This task is to restate all of the entries exactly.

+++

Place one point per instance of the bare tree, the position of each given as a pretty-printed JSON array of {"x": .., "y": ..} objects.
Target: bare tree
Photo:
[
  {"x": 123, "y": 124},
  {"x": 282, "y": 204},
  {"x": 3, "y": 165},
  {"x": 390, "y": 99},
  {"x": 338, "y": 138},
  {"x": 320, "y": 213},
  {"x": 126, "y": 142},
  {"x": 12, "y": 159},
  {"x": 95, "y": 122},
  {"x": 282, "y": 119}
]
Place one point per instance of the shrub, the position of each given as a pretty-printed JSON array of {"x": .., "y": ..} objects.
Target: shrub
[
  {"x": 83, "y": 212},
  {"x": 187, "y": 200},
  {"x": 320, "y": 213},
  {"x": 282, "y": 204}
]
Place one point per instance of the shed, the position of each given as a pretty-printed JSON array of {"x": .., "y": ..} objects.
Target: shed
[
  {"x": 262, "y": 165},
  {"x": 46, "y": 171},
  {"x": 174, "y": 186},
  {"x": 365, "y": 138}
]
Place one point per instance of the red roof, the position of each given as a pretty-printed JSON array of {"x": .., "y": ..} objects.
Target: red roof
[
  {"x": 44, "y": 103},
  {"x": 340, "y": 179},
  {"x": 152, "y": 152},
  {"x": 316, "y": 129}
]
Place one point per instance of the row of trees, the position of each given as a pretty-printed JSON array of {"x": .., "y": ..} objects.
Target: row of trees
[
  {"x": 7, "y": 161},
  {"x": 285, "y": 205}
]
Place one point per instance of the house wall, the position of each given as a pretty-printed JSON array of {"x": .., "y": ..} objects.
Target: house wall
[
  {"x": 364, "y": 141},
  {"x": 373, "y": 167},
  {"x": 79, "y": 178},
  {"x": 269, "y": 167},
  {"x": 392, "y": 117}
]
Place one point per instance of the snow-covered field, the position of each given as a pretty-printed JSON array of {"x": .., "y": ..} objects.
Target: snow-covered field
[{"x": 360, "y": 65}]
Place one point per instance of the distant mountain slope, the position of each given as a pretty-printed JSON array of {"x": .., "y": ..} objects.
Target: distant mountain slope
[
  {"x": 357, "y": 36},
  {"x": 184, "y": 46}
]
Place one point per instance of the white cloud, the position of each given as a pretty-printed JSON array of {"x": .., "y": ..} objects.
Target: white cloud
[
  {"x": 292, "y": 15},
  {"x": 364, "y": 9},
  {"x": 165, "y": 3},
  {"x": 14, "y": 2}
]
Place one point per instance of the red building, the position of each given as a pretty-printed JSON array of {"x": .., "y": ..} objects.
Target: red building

+++

## SOLUTION TO THIS PROBLEM
Place one point per instance of the bare tree, the position of each given as a pretty-printed JSON array of {"x": .., "y": ..} objects.
Target: bare tree
Photo:
[
  {"x": 123, "y": 124},
  {"x": 282, "y": 204},
  {"x": 3, "y": 165},
  {"x": 390, "y": 99},
  {"x": 338, "y": 138},
  {"x": 320, "y": 213},
  {"x": 126, "y": 142},
  {"x": 12, "y": 159},
  {"x": 95, "y": 122},
  {"x": 282, "y": 119}
]
Place one point per instance of the shrub, the position of each given as a pretty-printed JSON array of {"x": .., "y": ..} objects.
Target: shrub
[
  {"x": 83, "y": 212},
  {"x": 187, "y": 200},
  {"x": 320, "y": 213},
  {"x": 282, "y": 204}
]
Place one point per instance of the shed, the position of each given as a pretty-printed JSON array of {"x": .., "y": ..} objects.
Target: shed
[
  {"x": 262, "y": 165},
  {"x": 46, "y": 171},
  {"x": 174, "y": 186},
  {"x": 365, "y": 138}
]
Place one point per instance of the red roof, the position of each given as a pretty-printed JSON array of {"x": .., "y": ..} objects.
Target: red roof
[
  {"x": 44, "y": 103},
  {"x": 340, "y": 179},
  {"x": 152, "y": 152},
  {"x": 316, "y": 129}
]
Place one point per instance of the row of trees, the position of each given as a pretty-printed JSON array of {"x": .., "y": ..} objects.
Target: row of trees
[
  {"x": 7, "y": 161},
  {"x": 285, "y": 205}
]
Place one point per instance of the house wall, the position of each given as a pretty-printed JSON array of {"x": .., "y": ..} objects.
Target: house wall
[
  {"x": 364, "y": 141},
  {"x": 373, "y": 167},
  {"x": 79, "y": 178},
  {"x": 269, "y": 167},
  {"x": 392, "y": 117}
]
Place one point per instance of the snow-covered field, the position of each given as a pretty-printed JSON array of {"x": .., "y": ..} objects.
Target: snow-covered field
[{"x": 360, "y": 65}]
Place one point per instance of the distant mountain slope, the position of each given as a pretty-printed JSON array of {"x": .., "y": ..} objects.
Target: distant mountain slope
[
  {"x": 357, "y": 36},
  {"x": 184, "y": 46}
]
Place one point per instance of the white cloud, the position of each given as a pretty-printed JSON array of {"x": .., "y": ..} objects.
Target: white cloud
[
  {"x": 292, "y": 15},
  {"x": 364, "y": 9},
  {"x": 165, "y": 3},
  {"x": 14, "y": 2}
]
Place one point per instance of the red building, the position of each given as a pretty-printed JSON array of {"x": .., "y": ..} objects.
Target: red building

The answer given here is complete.